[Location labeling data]
——————
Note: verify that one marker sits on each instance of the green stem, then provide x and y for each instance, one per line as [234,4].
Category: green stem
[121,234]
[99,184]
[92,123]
——————
Job: Change "green stem" to "green stalk" everywhere it occurs in the data above, and leave all else unchanged.

Answer:
Note: verify that one marker sits on each instance of the green stalk, then provide x and y for each instance, one per line as [234,4].
Category: green stalk
[121,234]
[99,184]
[92,123]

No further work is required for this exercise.